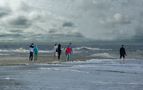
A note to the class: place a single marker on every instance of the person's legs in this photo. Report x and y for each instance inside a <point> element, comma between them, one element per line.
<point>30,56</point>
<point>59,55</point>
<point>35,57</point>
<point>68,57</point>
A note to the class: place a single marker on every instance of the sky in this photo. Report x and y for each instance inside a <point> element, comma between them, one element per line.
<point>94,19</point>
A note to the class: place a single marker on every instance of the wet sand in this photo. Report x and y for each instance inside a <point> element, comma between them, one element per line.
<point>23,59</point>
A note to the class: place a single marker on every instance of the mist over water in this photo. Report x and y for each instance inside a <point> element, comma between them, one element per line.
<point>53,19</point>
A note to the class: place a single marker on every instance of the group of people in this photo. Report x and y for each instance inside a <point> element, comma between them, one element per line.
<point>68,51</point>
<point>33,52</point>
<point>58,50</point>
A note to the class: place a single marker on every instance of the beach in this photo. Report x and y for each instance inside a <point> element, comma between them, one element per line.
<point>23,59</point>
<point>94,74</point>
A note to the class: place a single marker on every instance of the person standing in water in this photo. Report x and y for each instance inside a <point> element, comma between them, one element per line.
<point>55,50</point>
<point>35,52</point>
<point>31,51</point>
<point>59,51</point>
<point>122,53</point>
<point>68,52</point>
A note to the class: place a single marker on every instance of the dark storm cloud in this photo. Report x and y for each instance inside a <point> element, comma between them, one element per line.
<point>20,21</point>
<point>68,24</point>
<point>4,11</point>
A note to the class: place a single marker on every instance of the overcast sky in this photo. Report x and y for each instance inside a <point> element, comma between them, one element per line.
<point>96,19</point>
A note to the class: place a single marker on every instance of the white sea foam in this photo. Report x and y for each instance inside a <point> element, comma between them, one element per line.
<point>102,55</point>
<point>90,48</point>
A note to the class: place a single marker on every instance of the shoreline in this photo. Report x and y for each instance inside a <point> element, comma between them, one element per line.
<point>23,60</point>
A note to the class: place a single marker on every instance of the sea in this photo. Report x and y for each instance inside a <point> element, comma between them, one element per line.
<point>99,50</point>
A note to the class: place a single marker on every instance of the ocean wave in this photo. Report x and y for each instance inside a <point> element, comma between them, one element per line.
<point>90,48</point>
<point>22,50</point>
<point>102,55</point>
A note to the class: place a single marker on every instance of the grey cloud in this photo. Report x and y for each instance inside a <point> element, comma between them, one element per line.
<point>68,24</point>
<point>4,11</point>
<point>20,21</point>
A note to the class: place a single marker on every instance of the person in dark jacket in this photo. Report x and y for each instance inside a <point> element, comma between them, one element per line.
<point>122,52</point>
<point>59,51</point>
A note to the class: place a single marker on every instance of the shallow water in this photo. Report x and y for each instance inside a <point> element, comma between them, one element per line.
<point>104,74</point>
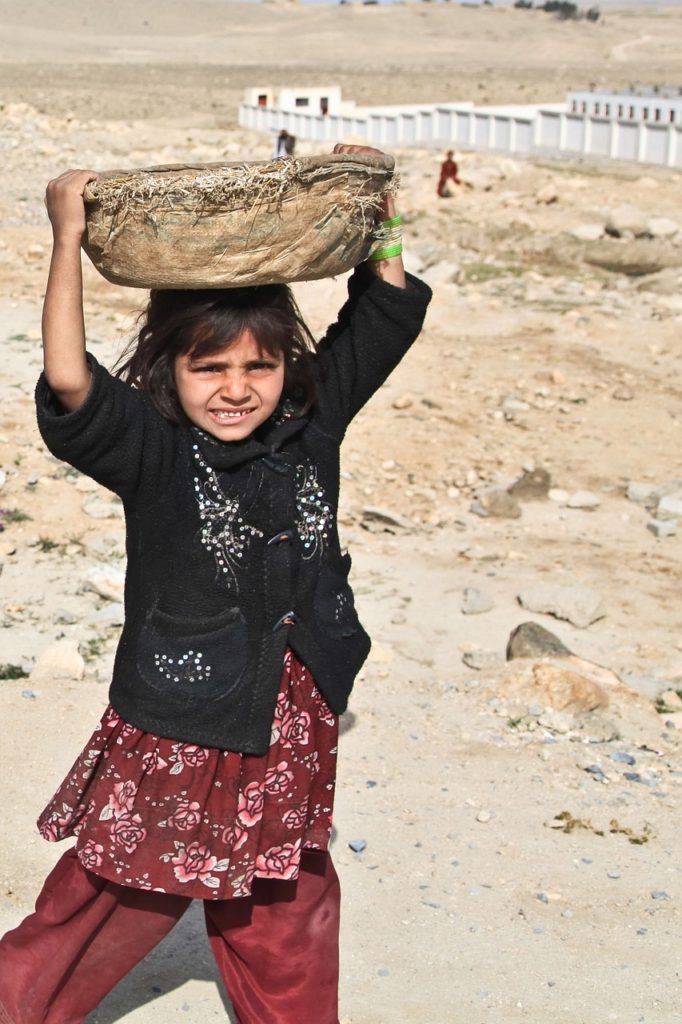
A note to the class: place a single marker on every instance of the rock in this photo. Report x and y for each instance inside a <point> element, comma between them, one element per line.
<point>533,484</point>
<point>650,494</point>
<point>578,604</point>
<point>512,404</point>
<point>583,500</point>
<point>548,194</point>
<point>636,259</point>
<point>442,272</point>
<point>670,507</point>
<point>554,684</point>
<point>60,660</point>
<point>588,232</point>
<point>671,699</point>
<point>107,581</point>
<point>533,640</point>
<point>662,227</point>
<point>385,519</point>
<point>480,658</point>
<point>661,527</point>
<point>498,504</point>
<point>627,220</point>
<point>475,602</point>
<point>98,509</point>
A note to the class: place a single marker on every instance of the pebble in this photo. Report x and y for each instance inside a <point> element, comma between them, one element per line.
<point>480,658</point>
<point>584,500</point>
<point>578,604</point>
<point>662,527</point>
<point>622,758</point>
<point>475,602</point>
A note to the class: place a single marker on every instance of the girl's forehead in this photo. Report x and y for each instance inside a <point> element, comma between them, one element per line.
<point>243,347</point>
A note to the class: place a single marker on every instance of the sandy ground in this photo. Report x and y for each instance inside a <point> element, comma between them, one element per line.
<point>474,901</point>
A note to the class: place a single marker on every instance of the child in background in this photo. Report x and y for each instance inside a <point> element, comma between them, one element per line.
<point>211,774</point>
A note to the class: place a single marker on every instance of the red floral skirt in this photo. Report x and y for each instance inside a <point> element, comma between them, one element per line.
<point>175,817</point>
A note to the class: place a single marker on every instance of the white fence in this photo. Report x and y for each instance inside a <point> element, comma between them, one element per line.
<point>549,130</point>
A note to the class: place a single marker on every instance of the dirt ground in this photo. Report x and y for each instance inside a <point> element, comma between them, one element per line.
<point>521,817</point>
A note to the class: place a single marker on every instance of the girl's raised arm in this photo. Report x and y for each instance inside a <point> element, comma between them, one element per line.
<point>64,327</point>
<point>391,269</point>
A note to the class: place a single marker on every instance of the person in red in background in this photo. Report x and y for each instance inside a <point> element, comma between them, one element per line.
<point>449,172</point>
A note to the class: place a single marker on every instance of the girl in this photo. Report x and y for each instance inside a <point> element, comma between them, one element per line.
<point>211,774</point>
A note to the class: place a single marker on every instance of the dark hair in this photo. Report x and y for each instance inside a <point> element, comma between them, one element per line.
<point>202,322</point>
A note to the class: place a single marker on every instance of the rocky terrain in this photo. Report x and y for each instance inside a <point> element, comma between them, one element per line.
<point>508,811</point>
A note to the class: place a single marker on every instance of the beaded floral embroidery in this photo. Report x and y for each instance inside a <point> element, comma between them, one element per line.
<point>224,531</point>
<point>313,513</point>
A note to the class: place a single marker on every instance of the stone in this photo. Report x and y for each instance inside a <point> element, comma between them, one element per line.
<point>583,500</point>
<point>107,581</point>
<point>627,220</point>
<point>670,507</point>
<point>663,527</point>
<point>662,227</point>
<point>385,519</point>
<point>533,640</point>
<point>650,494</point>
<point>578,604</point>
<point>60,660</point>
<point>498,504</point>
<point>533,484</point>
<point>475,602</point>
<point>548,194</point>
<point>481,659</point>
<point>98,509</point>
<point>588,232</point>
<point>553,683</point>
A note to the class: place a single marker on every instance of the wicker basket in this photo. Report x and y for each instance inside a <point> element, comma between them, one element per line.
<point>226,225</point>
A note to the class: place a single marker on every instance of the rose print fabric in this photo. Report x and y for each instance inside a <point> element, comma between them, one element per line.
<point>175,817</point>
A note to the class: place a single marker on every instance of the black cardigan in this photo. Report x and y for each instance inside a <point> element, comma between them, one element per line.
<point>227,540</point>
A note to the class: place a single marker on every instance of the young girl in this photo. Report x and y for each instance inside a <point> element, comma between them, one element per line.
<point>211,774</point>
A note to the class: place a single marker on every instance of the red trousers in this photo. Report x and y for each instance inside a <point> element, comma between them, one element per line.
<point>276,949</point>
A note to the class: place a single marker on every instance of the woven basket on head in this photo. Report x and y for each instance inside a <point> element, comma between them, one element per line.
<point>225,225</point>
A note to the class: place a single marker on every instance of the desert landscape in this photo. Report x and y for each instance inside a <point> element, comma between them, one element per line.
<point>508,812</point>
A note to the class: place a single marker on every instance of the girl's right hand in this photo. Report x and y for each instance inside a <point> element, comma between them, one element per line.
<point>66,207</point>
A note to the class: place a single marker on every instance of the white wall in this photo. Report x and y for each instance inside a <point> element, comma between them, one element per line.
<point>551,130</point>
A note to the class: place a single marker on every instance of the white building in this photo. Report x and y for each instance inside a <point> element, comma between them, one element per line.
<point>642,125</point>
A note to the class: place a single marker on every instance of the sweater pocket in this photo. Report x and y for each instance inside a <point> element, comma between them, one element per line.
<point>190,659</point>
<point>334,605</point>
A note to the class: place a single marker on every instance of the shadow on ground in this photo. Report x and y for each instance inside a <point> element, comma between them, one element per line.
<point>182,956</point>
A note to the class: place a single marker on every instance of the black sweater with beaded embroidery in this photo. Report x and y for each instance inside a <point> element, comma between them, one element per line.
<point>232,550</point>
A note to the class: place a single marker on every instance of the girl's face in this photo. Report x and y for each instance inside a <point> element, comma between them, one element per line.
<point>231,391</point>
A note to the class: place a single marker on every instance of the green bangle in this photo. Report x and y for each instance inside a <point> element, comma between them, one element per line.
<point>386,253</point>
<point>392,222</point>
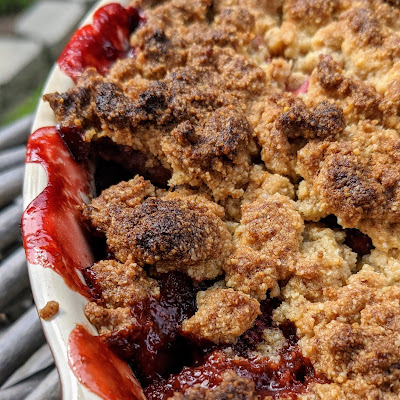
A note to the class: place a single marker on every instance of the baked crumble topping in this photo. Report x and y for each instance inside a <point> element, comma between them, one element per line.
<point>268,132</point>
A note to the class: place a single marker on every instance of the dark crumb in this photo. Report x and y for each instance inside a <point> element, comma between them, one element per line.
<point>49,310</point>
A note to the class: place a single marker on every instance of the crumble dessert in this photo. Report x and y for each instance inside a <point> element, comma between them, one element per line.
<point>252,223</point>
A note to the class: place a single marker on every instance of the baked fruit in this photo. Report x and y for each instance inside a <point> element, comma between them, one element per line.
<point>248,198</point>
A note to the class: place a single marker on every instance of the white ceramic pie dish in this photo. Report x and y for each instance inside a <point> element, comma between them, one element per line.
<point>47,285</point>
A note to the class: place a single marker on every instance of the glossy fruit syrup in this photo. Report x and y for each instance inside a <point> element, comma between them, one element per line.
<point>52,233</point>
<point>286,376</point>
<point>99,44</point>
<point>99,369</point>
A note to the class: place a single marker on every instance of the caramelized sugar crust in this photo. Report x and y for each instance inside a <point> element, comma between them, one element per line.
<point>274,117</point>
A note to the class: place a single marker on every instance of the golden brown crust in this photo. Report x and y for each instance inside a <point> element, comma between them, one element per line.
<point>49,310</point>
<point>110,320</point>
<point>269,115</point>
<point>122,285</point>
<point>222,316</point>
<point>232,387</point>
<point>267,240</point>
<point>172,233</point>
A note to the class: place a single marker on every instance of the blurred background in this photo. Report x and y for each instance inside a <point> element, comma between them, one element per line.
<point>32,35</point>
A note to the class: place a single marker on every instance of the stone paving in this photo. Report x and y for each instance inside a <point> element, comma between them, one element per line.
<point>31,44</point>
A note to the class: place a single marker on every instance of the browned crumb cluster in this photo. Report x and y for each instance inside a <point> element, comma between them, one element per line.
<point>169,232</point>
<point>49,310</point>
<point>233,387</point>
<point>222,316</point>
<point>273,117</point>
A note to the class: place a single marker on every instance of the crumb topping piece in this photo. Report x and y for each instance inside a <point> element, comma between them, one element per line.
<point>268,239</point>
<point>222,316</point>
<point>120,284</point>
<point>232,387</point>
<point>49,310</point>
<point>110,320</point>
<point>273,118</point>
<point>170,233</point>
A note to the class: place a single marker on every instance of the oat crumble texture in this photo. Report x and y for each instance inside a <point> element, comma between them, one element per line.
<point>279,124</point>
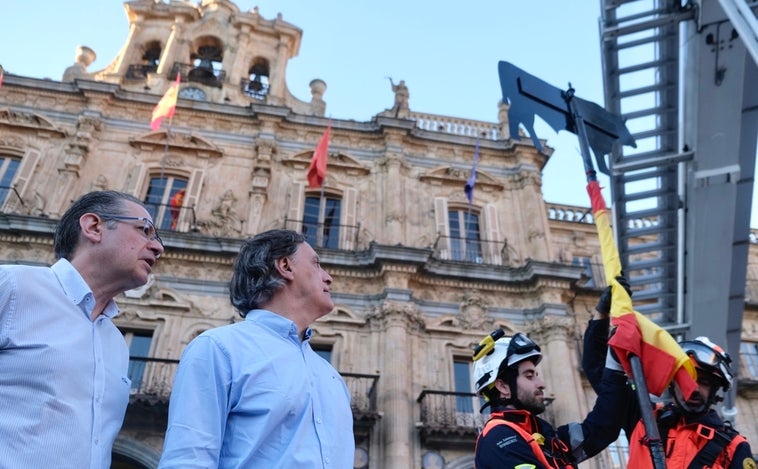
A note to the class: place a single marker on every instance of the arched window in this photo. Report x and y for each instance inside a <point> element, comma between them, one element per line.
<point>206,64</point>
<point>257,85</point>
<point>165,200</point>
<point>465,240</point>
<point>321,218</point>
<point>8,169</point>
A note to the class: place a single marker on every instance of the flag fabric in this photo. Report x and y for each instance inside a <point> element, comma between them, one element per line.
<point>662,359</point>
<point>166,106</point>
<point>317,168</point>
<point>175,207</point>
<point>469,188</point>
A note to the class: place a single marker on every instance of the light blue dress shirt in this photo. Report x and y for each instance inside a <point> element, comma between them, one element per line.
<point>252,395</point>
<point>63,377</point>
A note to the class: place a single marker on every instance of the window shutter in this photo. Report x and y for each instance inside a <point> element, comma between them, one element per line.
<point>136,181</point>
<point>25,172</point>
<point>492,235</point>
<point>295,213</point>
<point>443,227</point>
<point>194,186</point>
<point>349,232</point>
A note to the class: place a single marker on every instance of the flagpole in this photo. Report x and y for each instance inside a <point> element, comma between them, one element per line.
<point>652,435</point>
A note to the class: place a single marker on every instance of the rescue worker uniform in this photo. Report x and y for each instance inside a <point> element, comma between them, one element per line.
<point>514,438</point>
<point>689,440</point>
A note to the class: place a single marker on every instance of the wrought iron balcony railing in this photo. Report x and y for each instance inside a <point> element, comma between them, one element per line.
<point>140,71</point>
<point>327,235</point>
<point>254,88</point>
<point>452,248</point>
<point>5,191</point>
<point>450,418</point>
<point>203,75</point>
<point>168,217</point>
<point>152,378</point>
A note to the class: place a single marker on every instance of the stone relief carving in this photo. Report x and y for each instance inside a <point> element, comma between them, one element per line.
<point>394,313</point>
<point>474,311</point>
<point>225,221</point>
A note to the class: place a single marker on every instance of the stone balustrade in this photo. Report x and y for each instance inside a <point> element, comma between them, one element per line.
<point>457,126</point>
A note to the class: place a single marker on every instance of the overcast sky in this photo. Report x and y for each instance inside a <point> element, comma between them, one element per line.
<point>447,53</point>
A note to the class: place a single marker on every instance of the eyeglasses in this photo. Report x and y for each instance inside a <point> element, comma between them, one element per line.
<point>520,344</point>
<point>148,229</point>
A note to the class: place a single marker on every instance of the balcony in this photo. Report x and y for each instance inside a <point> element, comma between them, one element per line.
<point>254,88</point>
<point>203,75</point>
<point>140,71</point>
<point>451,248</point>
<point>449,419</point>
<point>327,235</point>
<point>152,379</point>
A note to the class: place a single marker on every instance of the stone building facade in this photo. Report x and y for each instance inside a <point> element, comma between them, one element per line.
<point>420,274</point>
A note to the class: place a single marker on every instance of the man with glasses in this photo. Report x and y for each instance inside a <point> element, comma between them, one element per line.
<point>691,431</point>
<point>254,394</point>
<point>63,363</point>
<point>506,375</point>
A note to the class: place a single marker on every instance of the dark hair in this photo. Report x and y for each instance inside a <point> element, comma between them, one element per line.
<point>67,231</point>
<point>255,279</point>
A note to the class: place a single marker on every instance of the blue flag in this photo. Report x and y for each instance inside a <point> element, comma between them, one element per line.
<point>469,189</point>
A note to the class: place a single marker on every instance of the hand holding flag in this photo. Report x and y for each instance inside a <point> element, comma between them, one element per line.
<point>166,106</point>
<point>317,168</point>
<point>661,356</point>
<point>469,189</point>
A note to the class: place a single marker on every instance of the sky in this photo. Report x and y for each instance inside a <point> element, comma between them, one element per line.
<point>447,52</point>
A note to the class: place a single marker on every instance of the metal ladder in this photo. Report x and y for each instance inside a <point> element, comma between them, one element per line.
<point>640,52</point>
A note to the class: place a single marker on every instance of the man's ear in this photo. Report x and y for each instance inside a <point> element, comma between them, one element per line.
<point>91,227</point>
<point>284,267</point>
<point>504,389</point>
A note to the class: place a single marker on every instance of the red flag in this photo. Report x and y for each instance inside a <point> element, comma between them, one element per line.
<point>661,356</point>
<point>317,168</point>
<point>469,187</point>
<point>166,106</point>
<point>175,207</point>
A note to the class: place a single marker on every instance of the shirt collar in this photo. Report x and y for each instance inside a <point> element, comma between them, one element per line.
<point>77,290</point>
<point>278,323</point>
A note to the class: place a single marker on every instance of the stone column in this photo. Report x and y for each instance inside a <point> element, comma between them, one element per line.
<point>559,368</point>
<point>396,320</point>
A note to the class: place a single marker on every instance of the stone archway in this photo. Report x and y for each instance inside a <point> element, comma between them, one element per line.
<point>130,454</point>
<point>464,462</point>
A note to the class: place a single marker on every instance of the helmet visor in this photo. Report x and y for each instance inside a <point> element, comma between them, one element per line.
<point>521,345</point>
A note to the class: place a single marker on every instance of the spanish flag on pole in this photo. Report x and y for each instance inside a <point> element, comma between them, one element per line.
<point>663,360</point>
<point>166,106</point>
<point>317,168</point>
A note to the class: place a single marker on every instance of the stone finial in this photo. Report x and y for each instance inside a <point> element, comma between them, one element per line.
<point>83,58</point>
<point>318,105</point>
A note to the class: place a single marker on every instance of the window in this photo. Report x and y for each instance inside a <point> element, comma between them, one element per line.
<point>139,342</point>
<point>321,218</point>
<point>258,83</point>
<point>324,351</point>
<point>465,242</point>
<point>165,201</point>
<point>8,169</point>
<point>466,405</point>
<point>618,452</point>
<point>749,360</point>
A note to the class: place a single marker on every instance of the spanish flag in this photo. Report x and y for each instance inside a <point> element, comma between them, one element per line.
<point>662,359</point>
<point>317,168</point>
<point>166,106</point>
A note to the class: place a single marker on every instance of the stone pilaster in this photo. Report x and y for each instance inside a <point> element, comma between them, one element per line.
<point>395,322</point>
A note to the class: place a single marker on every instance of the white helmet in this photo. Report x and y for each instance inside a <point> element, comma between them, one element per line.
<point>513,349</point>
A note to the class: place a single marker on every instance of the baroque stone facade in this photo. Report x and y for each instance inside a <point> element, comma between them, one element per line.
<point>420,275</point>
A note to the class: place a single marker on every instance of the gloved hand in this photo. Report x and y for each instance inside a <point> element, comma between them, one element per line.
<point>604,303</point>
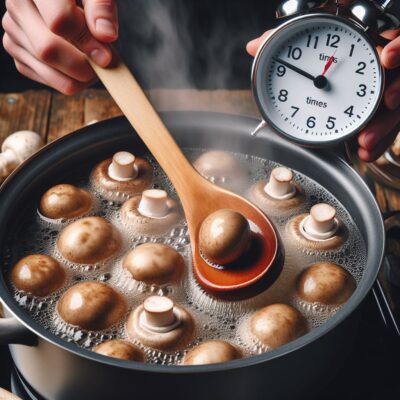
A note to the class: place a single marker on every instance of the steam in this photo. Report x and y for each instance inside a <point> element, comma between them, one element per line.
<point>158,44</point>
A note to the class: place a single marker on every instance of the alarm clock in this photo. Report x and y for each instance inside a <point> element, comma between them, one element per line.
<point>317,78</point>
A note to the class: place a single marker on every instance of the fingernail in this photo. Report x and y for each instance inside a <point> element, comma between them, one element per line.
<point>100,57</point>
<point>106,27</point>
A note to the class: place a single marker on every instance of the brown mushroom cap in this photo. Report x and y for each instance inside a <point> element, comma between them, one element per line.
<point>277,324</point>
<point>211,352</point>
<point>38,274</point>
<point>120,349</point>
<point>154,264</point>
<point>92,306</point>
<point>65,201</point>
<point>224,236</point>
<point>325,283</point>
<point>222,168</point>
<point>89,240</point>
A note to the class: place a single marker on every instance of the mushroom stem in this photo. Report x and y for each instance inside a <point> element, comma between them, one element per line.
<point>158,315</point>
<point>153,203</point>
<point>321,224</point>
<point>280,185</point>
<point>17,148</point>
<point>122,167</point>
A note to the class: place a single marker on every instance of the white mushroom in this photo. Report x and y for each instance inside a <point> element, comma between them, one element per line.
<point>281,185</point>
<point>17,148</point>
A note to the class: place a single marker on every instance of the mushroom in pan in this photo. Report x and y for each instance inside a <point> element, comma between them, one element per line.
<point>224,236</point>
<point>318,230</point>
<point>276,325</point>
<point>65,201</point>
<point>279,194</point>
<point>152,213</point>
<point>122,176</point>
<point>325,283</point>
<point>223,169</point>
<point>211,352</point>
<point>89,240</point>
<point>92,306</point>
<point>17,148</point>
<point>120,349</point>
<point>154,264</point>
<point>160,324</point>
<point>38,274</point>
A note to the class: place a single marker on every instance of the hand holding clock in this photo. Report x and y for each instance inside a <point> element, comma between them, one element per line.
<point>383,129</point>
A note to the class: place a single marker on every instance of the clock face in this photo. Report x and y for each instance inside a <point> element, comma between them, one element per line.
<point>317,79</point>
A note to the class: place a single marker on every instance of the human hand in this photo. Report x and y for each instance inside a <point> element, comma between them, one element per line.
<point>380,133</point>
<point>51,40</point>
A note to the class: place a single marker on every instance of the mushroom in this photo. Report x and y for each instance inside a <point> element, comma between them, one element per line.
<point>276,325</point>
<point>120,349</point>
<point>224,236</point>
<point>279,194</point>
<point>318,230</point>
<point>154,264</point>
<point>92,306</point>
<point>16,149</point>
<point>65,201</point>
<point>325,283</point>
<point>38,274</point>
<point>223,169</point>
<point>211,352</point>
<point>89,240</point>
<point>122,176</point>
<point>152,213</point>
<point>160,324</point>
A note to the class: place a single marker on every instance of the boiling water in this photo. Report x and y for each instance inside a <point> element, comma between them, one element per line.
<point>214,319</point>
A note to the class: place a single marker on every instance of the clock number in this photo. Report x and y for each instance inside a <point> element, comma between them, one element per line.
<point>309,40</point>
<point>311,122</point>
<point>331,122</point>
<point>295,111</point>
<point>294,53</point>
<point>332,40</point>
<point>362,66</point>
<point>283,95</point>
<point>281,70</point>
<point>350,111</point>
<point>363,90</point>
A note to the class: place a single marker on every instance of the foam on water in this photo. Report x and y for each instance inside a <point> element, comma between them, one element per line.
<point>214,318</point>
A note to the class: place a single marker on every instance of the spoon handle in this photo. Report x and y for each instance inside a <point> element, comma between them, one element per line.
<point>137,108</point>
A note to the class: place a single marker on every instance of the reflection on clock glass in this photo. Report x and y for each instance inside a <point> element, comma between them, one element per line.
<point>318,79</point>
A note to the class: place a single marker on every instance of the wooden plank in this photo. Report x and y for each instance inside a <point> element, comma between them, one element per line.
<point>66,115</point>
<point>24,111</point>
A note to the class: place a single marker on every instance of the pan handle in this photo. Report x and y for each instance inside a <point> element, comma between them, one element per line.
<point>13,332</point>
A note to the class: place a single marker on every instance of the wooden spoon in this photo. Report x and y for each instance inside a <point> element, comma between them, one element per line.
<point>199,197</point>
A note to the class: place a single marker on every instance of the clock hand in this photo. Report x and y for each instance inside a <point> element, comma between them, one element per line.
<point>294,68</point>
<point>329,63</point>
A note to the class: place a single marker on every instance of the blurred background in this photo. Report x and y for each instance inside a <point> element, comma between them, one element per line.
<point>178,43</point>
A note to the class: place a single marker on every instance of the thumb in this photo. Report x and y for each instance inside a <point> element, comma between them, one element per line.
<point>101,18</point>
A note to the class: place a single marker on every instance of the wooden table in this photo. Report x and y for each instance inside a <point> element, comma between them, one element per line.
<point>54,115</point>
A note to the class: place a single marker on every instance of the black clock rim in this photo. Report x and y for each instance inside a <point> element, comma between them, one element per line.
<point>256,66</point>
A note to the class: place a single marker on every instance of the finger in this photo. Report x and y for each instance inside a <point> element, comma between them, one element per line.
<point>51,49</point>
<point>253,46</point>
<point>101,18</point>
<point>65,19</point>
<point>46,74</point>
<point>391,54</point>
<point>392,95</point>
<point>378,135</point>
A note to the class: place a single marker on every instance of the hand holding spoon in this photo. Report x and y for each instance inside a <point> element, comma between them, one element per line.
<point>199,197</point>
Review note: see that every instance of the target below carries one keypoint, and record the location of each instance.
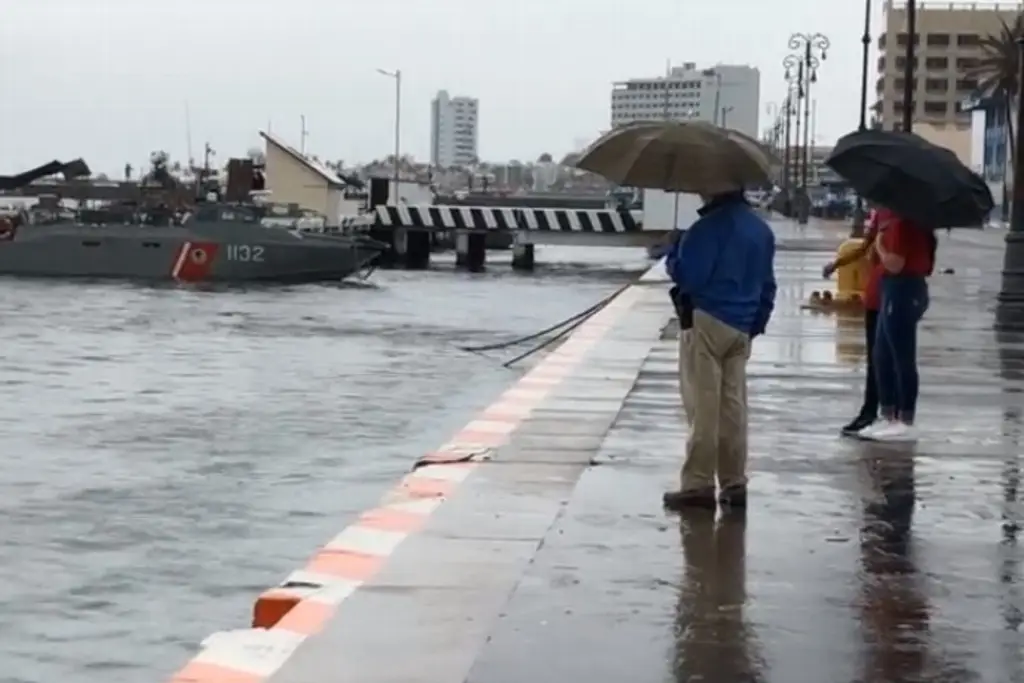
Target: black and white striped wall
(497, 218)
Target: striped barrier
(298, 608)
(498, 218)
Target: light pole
################
*DIRECTIONS*
In the material above, change "stone" to "marble" in the part that opens with the line containing "of the rescue" and closes with the line containing "<point>447,53</point>", then give those lines again with nothing else altered.

*FINAL RESULT*
A note to the class: place a single marker on every instance of the rescue worker uniform in this photo. Report x and y for each instance inside a <point> element, comma between them, one element per line.
<point>514,438</point>
<point>689,440</point>
A note to the class: place a single marker on every instance of the wrought iron balcony railing in this photo. Report x and y for each instance inside a <point> element, comma between them, one element per line.
<point>140,71</point>
<point>327,235</point>
<point>254,88</point>
<point>452,248</point>
<point>5,191</point>
<point>450,418</point>
<point>203,75</point>
<point>168,217</point>
<point>152,378</point>
A note to the class: place a single marker on every instance of the marble relief carving in this photo. Report x and y for each instance inside a <point> element, comma between them, one element per line.
<point>394,313</point>
<point>474,311</point>
<point>225,221</point>
A note to the class: place a single marker on every instance of the marble balustrade in this photo. Report x and y for each instance inside a <point> element, comma between them, one element per line.
<point>457,126</point>
A note to the class: place a single marker on every instance of the overcast sky in this photo. Report x and y for each instance inside a <point> element, comma between them, one element per line.
<point>447,53</point>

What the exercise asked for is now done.